WHAT IS REQUIRED —
Give back the data exactly, with no images.

DATA SUPPLIED —
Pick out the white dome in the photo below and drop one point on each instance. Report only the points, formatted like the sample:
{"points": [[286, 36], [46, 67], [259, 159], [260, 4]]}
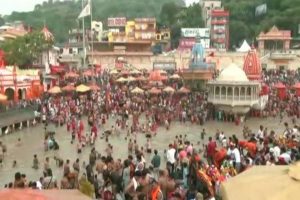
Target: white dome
{"points": [[233, 73]]}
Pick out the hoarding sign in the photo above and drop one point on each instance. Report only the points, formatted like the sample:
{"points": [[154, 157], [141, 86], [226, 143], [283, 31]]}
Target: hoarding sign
{"points": [[188, 43], [193, 32], [116, 22], [164, 65]]}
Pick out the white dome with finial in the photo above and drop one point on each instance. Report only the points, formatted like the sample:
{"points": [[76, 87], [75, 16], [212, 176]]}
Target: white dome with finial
{"points": [[233, 73]]}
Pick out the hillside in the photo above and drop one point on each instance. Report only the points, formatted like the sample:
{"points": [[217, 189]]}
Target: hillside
{"points": [[62, 16], [244, 24]]}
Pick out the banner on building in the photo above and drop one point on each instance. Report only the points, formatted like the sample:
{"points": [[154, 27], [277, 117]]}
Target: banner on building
{"points": [[164, 66], [261, 9], [193, 32], [116, 22]]}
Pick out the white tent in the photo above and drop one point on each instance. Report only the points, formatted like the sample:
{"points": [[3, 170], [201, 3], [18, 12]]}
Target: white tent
{"points": [[244, 47]]}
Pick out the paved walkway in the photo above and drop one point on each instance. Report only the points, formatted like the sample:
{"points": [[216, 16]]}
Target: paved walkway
{"points": [[15, 116]]}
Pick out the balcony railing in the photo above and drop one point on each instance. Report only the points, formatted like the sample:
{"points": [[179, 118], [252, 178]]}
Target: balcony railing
{"points": [[287, 55], [218, 22]]}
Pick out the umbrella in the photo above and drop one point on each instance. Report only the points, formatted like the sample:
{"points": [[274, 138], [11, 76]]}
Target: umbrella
{"points": [[130, 78], [28, 194], [69, 88], [88, 73], [154, 90], [125, 72], [82, 88], [163, 72], [71, 75], [268, 182], [175, 76], [137, 90], [135, 71], [141, 78], [113, 72], [54, 90], [296, 86], [3, 97], [94, 87], [121, 80], [184, 90], [169, 89], [279, 86]]}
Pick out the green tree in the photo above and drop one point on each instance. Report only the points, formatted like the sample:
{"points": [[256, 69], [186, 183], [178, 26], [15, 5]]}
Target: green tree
{"points": [[23, 51]]}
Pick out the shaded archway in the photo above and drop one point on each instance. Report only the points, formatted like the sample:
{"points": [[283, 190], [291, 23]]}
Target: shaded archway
{"points": [[217, 91], [236, 93], [223, 91], [9, 92], [229, 93]]}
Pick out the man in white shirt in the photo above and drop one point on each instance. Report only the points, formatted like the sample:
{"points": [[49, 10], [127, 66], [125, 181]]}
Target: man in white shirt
{"points": [[236, 156], [171, 159]]}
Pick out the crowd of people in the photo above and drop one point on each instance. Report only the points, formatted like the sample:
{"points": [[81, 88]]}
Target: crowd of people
{"points": [[186, 170]]}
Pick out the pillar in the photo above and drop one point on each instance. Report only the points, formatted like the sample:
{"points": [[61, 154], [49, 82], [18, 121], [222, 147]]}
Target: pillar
{"points": [[286, 44], [226, 92], [214, 92]]}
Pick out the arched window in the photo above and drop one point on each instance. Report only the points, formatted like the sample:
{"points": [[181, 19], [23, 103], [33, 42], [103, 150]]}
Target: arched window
{"points": [[243, 91], [249, 91], [236, 93], [223, 91], [217, 91]]}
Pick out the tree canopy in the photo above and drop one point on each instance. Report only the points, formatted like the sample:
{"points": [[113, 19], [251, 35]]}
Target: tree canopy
{"points": [[61, 16], [244, 24], [23, 51]]}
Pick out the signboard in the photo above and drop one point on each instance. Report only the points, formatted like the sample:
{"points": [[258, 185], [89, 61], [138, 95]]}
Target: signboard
{"points": [[164, 65], [116, 22], [193, 32], [188, 43]]}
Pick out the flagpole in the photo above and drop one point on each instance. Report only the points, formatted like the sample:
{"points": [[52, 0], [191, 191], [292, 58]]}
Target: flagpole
{"points": [[92, 33], [83, 36]]}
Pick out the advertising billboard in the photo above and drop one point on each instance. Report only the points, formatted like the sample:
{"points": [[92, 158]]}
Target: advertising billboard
{"points": [[116, 22], [188, 43], [193, 32]]}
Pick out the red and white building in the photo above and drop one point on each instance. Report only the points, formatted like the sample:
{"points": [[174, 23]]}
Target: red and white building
{"points": [[220, 29]]}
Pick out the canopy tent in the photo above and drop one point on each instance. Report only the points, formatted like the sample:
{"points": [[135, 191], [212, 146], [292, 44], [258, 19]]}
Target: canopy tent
{"points": [[154, 90], [244, 47], [3, 97], [69, 88], [141, 78], [264, 183], [296, 87], [175, 76], [28, 194], [82, 88], [114, 71], [137, 90], [131, 78], [135, 71], [71, 75], [94, 87], [54, 90], [184, 90], [88, 73], [121, 80], [162, 72], [169, 89]]}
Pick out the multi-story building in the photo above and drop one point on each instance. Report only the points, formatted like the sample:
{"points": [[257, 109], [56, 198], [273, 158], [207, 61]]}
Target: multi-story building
{"points": [[145, 29], [220, 29], [207, 7]]}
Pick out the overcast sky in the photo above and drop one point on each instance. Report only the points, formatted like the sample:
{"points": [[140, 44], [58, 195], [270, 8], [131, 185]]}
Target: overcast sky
{"points": [[8, 6]]}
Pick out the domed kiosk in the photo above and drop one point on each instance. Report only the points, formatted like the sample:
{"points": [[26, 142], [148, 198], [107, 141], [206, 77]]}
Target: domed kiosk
{"points": [[232, 92]]}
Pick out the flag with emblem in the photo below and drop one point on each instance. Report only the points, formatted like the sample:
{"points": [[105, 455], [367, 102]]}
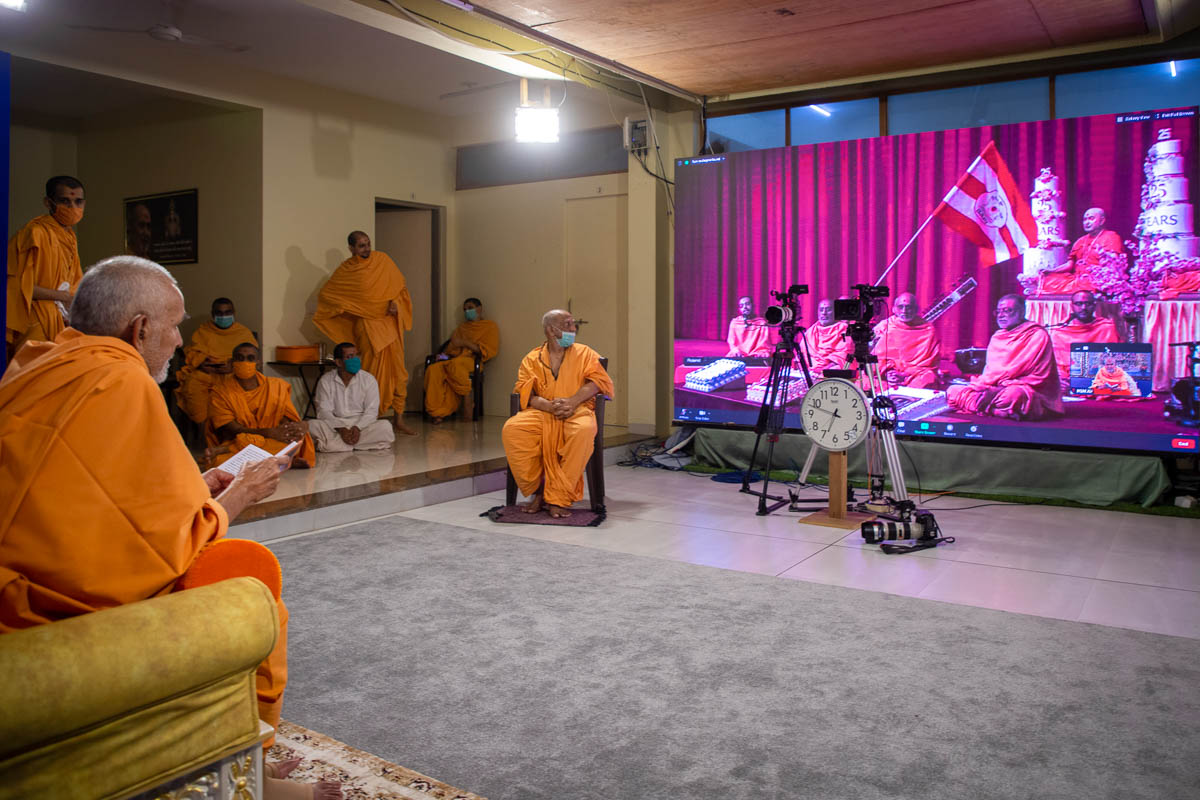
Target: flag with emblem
{"points": [[987, 208]]}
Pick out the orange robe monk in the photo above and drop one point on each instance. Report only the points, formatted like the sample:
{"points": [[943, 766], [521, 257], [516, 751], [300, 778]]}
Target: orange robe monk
{"points": [[911, 349], [353, 307], [213, 346], [101, 504], [42, 253], [448, 380], [749, 337], [828, 347], [1086, 254], [541, 447], [264, 407], [1098, 330], [1020, 380]]}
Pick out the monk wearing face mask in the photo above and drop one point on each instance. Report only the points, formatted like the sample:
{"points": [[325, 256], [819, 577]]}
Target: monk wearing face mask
{"points": [[43, 266], [249, 408]]}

SOLUTION TO THE EXERCISE —
Pick out the white dome in the photo below and drop one point on each instance. Report only the points, formatted like the sample:
{"points": [[286, 36], [46, 67], [259, 159], [260, 4]]}
Target: white dome
{"points": [[233, 73]]}
Pick out the hoarding sign in the photo above and drop one point on each instance. Report only the points, formatted like the sample:
{"points": [[154, 157], [141, 86], [226, 143], [283, 31]]}
Target: hoarding sign
{"points": [[188, 43], [193, 32], [116, 22], [164, 65]]}
Pick out the white dome with finial in the photo above and drop one point on each instance. Report only the points, formatted like the sample:
{"points": [[76, 87], [75, 16], [212, 176]]}
Target: white dome with finial
{"points": [[233, 73]]}
Pick out the hillside in the photo above and drop one point on each instance. Report only the points, formatted like the sample:
{"points": [[217, 189]]}
Target: hillside
{"points": [[62, 16], [244, 24]]}
Pick out the banner on building in the photo above and drop one point on each instance. Report only the points, formatted like the sample:
{"points": [[154, 27], [277, 117]]}
Target: banner on building
{"points": [[164, 66], [261, 9], [193, 32], [116, 22]]}
Pick out the white tent in the photo above and drop one point on each instance. Report only the points, formatted like the sample:
{"points": [[3, 170], [201, 3], [18, 12]]}
Target: white tent
{"points": [[244, 47]]}
Pick out the paved walkway in the photo above and drop one point on each instance. Report only the points, formatted like the sample:
{"points": [[216, 16]]}
Target: paved walkway
{"points": [[15, 116]]}
Pick out the balcony railing in the photo above and drop one point on each instance. Report only the points, formatted like the sample:
{"points": [[179, 118], [252, 178]]}
Target: balcony railing
{"points": [[287, 55], [218, 22]]}
Pick out the umbrella in the photo above and drop one point on each instance. Report only the points, formatted like the sample:
{"points": [[274, 138], [11, 76]]}
Target: umbrella
{"points": [[130, 78], [28, 194], [69, 88], [88, 73], [154, 90], [125, 72], [82, 88], [163, 72], [71, 75], [268, 182], [175, 76], [137, 90], [135, 71], [141, 78], [113, 72], [54, 90], [296, 86], [3, 97], [94, 87], [121, 80], [184, 90], [169, 89], [279, 86]]}
Pick out the green tree in the photo above and drop one point on each instance. Report only the points, formatted like the sample:
{"points": [[256, 69], [186, 183], [178, 26], [15, 5]]}
Target: green tree
{"points": [[23, 51]]}
Pick out the shaded archway in the photo above and drop one point on each instance. Report only the points, formatted like the sample:
{"points": [[283, 190], [291, 23]]}
Target: shaded archway
{"points": [[217, 91], [236, 93], [223, 91], [9, 92], [229, 93]]}
Pick out the man in white shirt in the photo above and drop one point on each instance. Report only the points, formatted like the sample:
{"points": [[49, 10], [127, 66], [125, 181]]}
Target: man in white shirt
{"points": [[236, 156], [171, 159]]}
Pick out the crowd of people in the photo above and drop one point on each instance. Report only the points, formatted like the sample:
{"points": [[81, 88]]}
Target: crowd of people
{"points": [[186, 170]]}
Pick out the pillar in the photo above and drop one point on each instance. Report only the points, formatted like the sample:
{"points": [[61, 154], [49, 82], [18, 121], [222, 147]]}
Target: pillar
{"points": [[286, 44], [226, 92], [214, 92]]}
Pick out the arched window in the photo above and drop one point on each instance. Report only the points, formatted like the sample:
{"points": [[181, 19], [23, 103], [33, 42], [103, 150]]}
Target: arched window
{"points": [[243, 91], [249, 91], [236, 93], [223, 91], [217, 91]]}
Pick out the tree canopy in the photo above and drop one point on each instance. Report only the points, formatted like the sample:
{"points": [[113, 19], [251, 35]]}
Target: tree canopy
{"points": [[61, 16], [244, 24], [23, 51]]}
Pick out the signboard in the photo above and drop one point on each instance. Report only the points, formatted like the sample:
{"points": [[258, 185], [89, 61], [138, 95]]}
Target: signboard
{"points": [[164, 65], [116, 22], [193, 32], [188, 43]]}
Pick out the flagpole in the photo above and drop one point on each instance. Report only the points, formatted like the sample:
{"points": [[52, 0], [191, 191], [292, 58]]}
Target: flagpole
{"points": [[92, 33], [83, 36]]}
Pick out the advertising billboard in the photo above and drop one point on each instance. Report only the points, formatted like the sample:
{"points": [[92, 158]]}
Target: advertising billboard
{"points": [[116, 22], [188, 43], [193, 32]]}
Pick out the red and white building in the photo above and drop one point on each instance. Report only the points, formatted like the sample:
{"points": [[174, 23]]}
Target: red and white building
{"points": [[220, 29]]}
Pick out the canopy tent in the photo above and drop one point on each instance. Report only the points, formatted like the sample:
{"points": [[135, 191], [212, 146], [292, 44], [258, 19]]}
Target: canopy tent
{"points": [[154, 90], [244, 47], [3, 97], [69, 88], [141, 78], [264, 183], [296, 87], [175, 76], [28, 194], [82, 88], [114, 71], [137, 90], [131, 78], [135, 71], [71, 75], [94, 87], [54, 90], [184, 90], [88, 73], [121, 80], [162, 72], [169, 89]]}
Pick out the multi-story building in the photo above and drop one point on each instance. Report only the points, formatted like the sample:
{"points": [[257, 109], [56, 198], [273, 158], [207, 61]]}
Target: multi-story building
{"points": [[145, 29], [220, 29], [207, 7]]}
Pick out the overcast sky in the photo above and drop one point on each instance. Report only the points, formatted like the sample:
{"points": [[140, 44], [58, 195], [270, 8], [131, 185]]}
Target: overcast sky
{"points": [[8, 6]]}
Pick out the domed kiosk in the photo above and drop one point on each instance. Report only the points, formatted like the sample:
{"points": [[26, 142], [148, 198], [107, 141], [206, 77]]}
Target: domed kiosk
{"points": [[232, 92]]}
Pick out the flag with emblem in the photo below and drop one point on each instance. Report only the points, formatted like the sample:
{"points": [[105, 455], [367, 102]]}
Target: flag with emblem
{"points": [[987, 208]]}
Pick out the orange robe monk in the photo above and drop one point on each instance. Report only the points, formatted like the sample:
{"points": [[943, 766], [521, 257], [516, 751], [300, 778]]}
Target: orange robe monk
{"points": [[911, 349], [353, 307], [213, 346], [101, 504], [42, 253], [448, 380], [749, 337], [828, 347], [1086, 254], [541, 447], [264, 407], [1098, 330], [1020, 380]]}
Pick out the monk wearing face mask in the photo above and drop one point on each instance. Report only the points, formatted like the sample:
{"points": [[325, 256], [819, 577]]}
Target: monk wearing face mask
{"points": [[43, 266], [249, 408]]}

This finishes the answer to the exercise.